=== Provided records ===
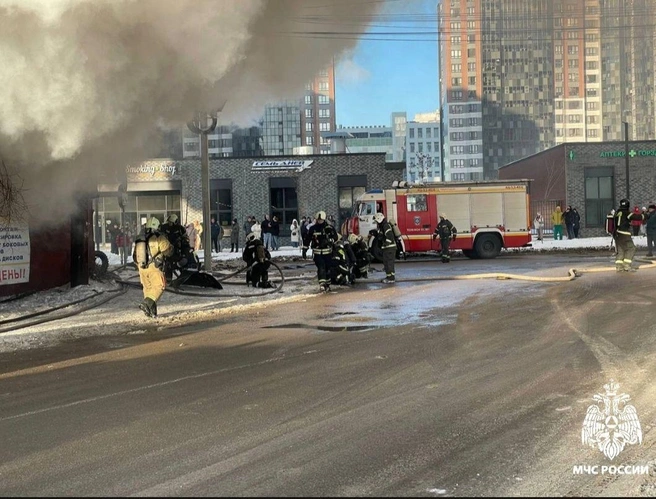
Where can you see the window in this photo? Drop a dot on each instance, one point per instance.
(417, 202)
(350, 189)
(598, 195)
(221, 201)
(284, 201)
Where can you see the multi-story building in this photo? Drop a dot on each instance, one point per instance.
(361, 139)
(318, 110)
(544, 72)
(424, 149)
(399, 121)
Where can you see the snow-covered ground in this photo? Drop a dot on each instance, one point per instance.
(122, 316)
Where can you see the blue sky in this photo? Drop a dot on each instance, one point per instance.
(381, 77)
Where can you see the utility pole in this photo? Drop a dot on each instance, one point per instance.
(205, 124)
(626, 157)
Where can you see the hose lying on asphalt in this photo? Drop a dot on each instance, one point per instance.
(572, 274)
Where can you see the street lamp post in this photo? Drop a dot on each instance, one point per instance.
(626, 157)
(205, 124)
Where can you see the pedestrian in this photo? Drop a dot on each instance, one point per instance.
(275, 233)
(387, 242)
(199, 236)
(258, 260)
(636, 221)
(234, 236)
(192, 235)
(538, 223)
(446, 231)
(576, 226)
(322, 237)
(216, 233)
(256, 229)
(557, 222)
(294, 233)
(625, 247)
(247, 227)
(650, 228)
(609, 226)
(305, 240)
(266, 232)
(149, 253)
(568, 219)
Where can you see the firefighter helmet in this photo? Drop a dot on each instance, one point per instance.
(152, 223)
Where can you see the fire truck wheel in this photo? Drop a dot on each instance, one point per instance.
(487, 246)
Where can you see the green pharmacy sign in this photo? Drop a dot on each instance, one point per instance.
(632, 153)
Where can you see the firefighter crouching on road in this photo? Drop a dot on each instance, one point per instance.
(259, 260)
(149, 253)
(322, 236)
(625, 247)
(387, 242)
(182, 254)
(362, 256)
(447, 233)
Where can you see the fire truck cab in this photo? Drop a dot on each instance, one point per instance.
(489, 215)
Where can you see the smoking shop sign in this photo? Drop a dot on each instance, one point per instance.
(14, 253)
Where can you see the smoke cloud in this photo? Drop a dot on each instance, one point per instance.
(85, 83)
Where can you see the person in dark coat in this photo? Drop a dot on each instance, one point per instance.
(234, 236)
(216, 234)
(576, 226)
(275, 233)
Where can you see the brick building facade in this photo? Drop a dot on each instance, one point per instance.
(287, 187)
(590, 177)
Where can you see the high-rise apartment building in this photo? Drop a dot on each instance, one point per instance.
(542, 72)
(318, 110)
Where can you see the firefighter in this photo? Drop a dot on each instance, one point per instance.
(447, 233)
(322, 236)
(341, 271)
(387, 242)
(150, 250)
(362, 256)
(625, 247)
(177, 236)
(258, 259)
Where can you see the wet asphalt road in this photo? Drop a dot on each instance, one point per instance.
(429, 389)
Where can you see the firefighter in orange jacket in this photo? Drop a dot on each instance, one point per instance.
(625, 247)
(150, 250)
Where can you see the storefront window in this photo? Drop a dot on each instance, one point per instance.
(284, 202)
(598, 195)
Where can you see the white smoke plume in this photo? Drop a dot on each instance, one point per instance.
(84, 83)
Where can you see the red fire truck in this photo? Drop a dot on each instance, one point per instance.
(489, 215)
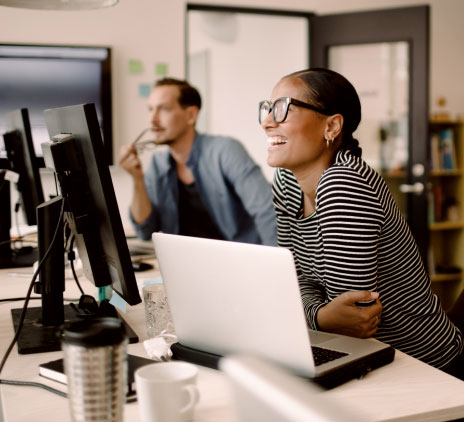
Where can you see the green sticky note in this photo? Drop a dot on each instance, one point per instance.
(161, 69)
(135, 66)
(144, 90)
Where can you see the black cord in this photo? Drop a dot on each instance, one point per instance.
(71, 258)
(14, 299)
(29, 291)
(17, 207)
(35, 384)
(50, 389)
(16, 239)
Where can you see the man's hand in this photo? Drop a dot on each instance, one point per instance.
(130, 162)
(343, 316)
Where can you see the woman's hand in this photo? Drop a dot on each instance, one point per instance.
(343, 316)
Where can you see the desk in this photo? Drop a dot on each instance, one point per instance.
(406, 389)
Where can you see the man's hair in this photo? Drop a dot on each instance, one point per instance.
(188, 94)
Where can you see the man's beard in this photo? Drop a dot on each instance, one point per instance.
(164, 142)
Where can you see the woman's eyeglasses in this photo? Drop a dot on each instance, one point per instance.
(280, 106)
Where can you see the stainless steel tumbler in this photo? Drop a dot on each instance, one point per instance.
(95, 362)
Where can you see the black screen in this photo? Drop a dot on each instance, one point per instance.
(91, 207)
(40, 77)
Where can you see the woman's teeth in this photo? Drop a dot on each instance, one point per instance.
(276, 141)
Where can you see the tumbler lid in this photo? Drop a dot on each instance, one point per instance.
(93, 332)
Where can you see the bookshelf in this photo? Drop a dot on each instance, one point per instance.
(446, 209)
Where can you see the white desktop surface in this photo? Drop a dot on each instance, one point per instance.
(406, 389)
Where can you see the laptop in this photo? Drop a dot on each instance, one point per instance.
(230, 297)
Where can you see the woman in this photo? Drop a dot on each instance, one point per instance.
(350, 242)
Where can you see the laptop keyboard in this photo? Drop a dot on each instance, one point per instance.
(322, 355)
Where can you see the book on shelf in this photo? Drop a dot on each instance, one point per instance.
(442, 148)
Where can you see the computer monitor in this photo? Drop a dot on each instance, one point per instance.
(24, 164)
(76, 155)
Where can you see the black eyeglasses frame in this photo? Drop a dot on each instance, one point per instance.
(288, 101)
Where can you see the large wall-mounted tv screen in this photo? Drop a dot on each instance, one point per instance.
(39, 77)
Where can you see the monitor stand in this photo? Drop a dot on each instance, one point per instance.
(38, 338)
(23, 257)
(40, 329)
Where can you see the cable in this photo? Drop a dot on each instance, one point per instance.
(72, 257)
(14, 299)
(34, 384)
(31, 286)
(49, 389)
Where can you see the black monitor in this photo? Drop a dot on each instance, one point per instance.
(39, 77)
(76, 155)
(24, 165)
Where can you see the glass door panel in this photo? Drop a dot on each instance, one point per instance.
(380, 74)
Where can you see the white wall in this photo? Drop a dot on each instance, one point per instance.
(153, 31)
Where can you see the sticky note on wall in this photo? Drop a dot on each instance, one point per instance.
(135, 66)
(161, 69)
(144, 90)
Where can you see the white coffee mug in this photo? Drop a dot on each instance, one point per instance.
(167, 391)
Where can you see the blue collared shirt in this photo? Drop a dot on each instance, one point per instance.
(230, 184)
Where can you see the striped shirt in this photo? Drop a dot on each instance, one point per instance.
(357, 239)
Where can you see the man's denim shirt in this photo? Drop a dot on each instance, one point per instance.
(230, 184)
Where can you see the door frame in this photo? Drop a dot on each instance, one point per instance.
(410, 24)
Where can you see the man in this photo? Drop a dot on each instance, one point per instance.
(204, 186)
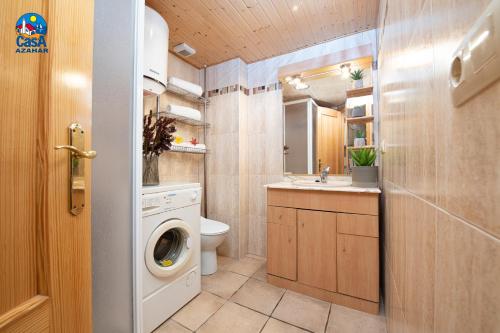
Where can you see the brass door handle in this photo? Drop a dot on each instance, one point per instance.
(90, 154)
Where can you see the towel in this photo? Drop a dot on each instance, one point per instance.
(184, 111)
(185, 85)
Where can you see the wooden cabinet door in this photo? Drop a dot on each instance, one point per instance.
(45, 258)
(282, 242)
(317, 259)
(358, 266)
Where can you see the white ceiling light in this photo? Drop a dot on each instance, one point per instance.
(301, 86)
(345, 70)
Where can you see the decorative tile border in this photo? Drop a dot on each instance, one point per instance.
(243, 89)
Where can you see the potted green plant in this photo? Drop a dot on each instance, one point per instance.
(357, 77)
(157, 138)
(364, 172)
(360, 140)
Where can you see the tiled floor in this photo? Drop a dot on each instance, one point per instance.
(238, 299)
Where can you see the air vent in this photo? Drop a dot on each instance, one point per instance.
(184, 50)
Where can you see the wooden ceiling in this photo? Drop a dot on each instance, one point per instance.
(253, 30)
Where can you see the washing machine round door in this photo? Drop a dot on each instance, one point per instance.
(169, 248)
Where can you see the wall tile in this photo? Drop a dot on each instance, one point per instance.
(468, 267)
(440, 268)
(420, 265)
===
== Aim ==
Working from the material above, transcribe it exactly while omitting pictures.

== The reply ==
Where can you see the window in this photo? Drop a dot on each instance, one point per instance.
(417, 202)
(350, 189)
(598, 195)
(221, 201)
(284, 201)
Where can you see the multi-story building in this photo? Drop a dot on each instance, one point per instance.
(361, 139)
(318, 110)
(544, 72)
(424, 149)
(399, 121)
Where can you see the snow-covered ground in this photo? Drop a dot on each instance, one point per instance.
(122, 316)
Where can you see the blue sky in this photo? Drop a dot on each instance, one point per instance.
(381, 77)
Where can you see the utility pole in this photo? Drop a dot on each instance, one point per instance.
(205, 124)
(626, 157)
Where can you see the hose lying on asphalt in this photo? Drop a dot on each instance, one point per instance.
(572, 274)
Where can you see the street lamp post in this photo? Drop a dot on each instance, one point per instance.
(626, 157)
(205, 124)
Where can you see the pedestrian in this photo? Drop a dot on each instance, one point per instance.
(275, 233)
(387, 242)
(199, 236)
(258, 260)
(636, 221)
(234, 236)
(192, 235)
(538, 223)
(446, 231)
(576, 226)
(322, 237)
(216, 233)
(256, 229)
(557, 222)
(294, 233)
(625, 247)
(247, 227)
(650, 228)
(609, 226)
(305, 240)
(266, 232)
(149, 253)
(568, 219)
Where can you see the firefighter helmet in this photo? Drop a dot on each instance, one point per instance.
(152, 223)
Where can you see the fire truck wheel in this photo? Drop a dot on each instance, one point per instance.
(487, 246)
Where can you see the green pharmacy sign in this photo? Drop a dot on each instance, one point per instance.
(632, 153)
Where can you see the firefighter crouching on road in this photo? Drop a dot on each instance, one point per instance.
(259, 260)
(149, 253)
(322, 236)
(625, 247)
(387, 242)
(182, 254)
(362, 256)
(447, 233)
Where can you see the fire truck cab in this photo? Drop a dot on each instance, one point per instance.
(489, 215)
Where can you see the smoking shop sign in this photo? Drop a dot on each instance, one point per instance.
(14, 253)
Where can you see the smoke cloud in this photo? Drop a dot on each instance, one point per instance.
(85, 83)
Where can you see the person in dark coat in this photo? Drop a dot on each instance, one point per instance.
(234, 236)
(216, 234)
(576, 226)
(275, 233)
Where can you see the brick building facade in this photo? Drop a dot on each instance, one point per instance.
(287, 187)
(590, 177)
Where can you see the high-rise apartment building in this photo? Drop a dot on each instance, one point per instance.
(542, 72)
(318, 110)
Where can you see the firefighter in this photo? Drop a dot on each instance, one point per instance.
(447, 233)
(322, 236)
(341, 271)
(387, 242)
(150, 250)
(362, 256)
(625, 247)
(177, 236)
(258, 259)
Where can you see the wet asphalt road in this photo? Drop a dot on each instance, one point per instance.
(429, 389)
Where can you see the firefighter in orange jacket in this photo? Drop a dot on each instance, one point per instance.
(625, 247)
(150, 250)
Where can you see the storefront window in this photo? Drop a dot on each instance, one point per instance.
(284, 202)
(598, 195)
Where can you see the white smoke plume in this photo? Drop a dot on each instance, one point per instance.
(84, 83)
Where can you see the red fire truck in this photo? Drop a dot on each instance, one point per instance.
(489, 215)
Where can you see the green sticky note in this photo? Drop a dot on each instance, one point per instance.
(161, 69)
(135, 66)
(144, 90)
Where can you see the black cord in this photo? Drop a dot on each instance, one point per instance.
(71, 258)
(14, 299)
(29, 291)
(17, 207)
(35, 384)
(50, 389)
(16, 239)
Where can you see the man's hand in this photo? Drop a dot on each instance, one point per instance.
(130, 162)
(343, 316)
Where can you see the woman's hand in this photo? Drop a dot on each instance, one point per instance.
(343, 316)
Where can you see the desk in this photo? Drop a dot on each instance, one point per instance.
(406, 389)
Where can you see the man's hair in this photo? Drop a dot on each instance, one point per instance.
(188, 94)
Where can you see the man's beard in this photo? Drop a dot on each instance, one point per instance.
(164, 142)
Where can you see the woman's eyeglasses in this photo? Drop a dot on each instance, one point per instance.
(280, 106)
Where can you see the stainless steel tumbler in this photo? Drop a dot on each instance, one point per instance.
(95, 362)
Where can you see the black screen in this photo? Drop a dot on each instance, one point per instance.
(91, 207)
(40, 77)
Where can you see the woman's teeth in this photo? Drop a dot on each instance, one point per instance.
(276, 141)
Where can you see the tumbler lid in this photo? Drop a dot on each instance, one point per instance.
(93, 332)
Where can you see the bookshelf in this photo? Drop a dot on each instance, one point per instance.
(446, 209)
Where can you see the white desktop surface in this photo? Drop a dot on each instance, one point per instance.
(406, 389)
Where can you see the laptop in this photo? Drop a dot on each instance, one point per instance.
(230, 297)
Where can you see the woman in this photo? Drop a dot on each instance, one point per instance.
(350, 242)
Where can you see the laptop keyboard in this photo? Drop a dot on each instance, one point per instance.
(322, 355)
Where can you see the book on shelf in this photo? Drop a dot on each instance, one point per instance.
(442, 148)
Where can you see the computer monitor in this photo? Drop a dot on each instance, one point per instance.
(24, 164)
(76, 155)
Where can you see the black eyeglasses frame in this photo? Drop a dot on each instance, one point per instance.
(288, 101)
Where can you see the large wall-mounted tv screen in this photo? Drop a dot on each instance, one point per instance.
(39, 77)
Where can you see the monitor stand in this photo? Drop a dot on each instance, one point per instance.
(38, 338)
(23, 257)
(40, 329)
Where can you see the cable in this photo? Drop a dot on each instance, one point per instance.
(72, 257)
(14, 299)
(34, 384)
(31, 286)
(49, 389)
Where can you see the black monitor in this photo? Drop a dot on each instance, one point per instance.
(39, 77)
(76, 155)
(24, 165)
Where can you see the glass door panel in this photo? Drop a dot on each instance, one point per instance.
(380, 74)
Where can you see the white wall in this photo? Drop a dot on each instance, one point per instance.
(153, 31)
Where can you see the sticky note on wall in this photo? Drop a dot on each instance, one point per instance.
(135, 66)
(161, 69)
(144, 90)
Where can you see the white coffee mug in this photo? Drop a dot on each instance, one point per instance.
(167, 391)
Where can you see the blue collared shirt in this photo? Drop a dot on each instance, one point per instance.
(230, 184)
Where can you see the striped shirt in this photo? Drop a dot on each instance, one point per instance.
(357, 239)
Where can you see the man's denim shirt in this photo? Drop a dot on each instance, one point per instance.
(230, 184)
Where can you see the door frame in this photo? Drop a dot on each instance, one point per instance.
(410, 24)
Where can you see the man in this photo? Drop a dot on each instance, one point per instance.
(204, 186)
Where can you see the brass door handle in this photo? Drop a dot on each instance, one point per instance.
(90, 154)
Where can you see the towel in this photo? Drop a dot on each instance, one point per instance.
(184, 111)
(185, 85)
Where can you see the wooden cabinet door in this photo? Drop a dot on each instance, one point per instance.
(45, 258)
(282, 242)
(317, 259)
(358, 266)
Where can you see the white ceiling light in this photo? Drop a dot on each instance, one point per instance.
(301, 86)
(345, 70)
Where can you see the decorative tile border in this photo? Drop a dot on each instance, one point per instance.
(243, 89)
Where can you see the potted green plant in this photo? Drop a dot on each instance, one point per instance.
(357, 77)
(157, 138)
(364, 172)
(360, 140)
Where can you see the tiled floor in this photo? Drop a dot on each instance, one point per instance.
(238, 299)
Where can you see the air vent in this photo? Drop a dot on each instance, one point per instance.
(184, 50)
Where can you see the wooden ceiling in this photo? Drop a dot on each instance, one point per instance.
(253, 30)
Where can you see the washing machine round door in this photo? Drop a dot on each instance, one point per instance.
(169, 248)
Where can you see the wall tile in this photo? Drop a dot on each instance, one point per instance.
(468, 267)
(440, 268)
(420, 265)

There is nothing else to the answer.